- What you should do -
From start to end, print the entire listing below exactly.

- Exercise materials -
*** Begin section ***

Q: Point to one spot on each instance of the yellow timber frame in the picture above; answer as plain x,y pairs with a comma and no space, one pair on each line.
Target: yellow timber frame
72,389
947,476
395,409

*** End section ***

- Solution to this problem -
Q: Point to one spot on each instance of the yellow timber frame in the picture above; answer as plain x,y pairs with a comma and no space, one pair on each line.
Target: yellow timber frame
72,389
947,476
395,409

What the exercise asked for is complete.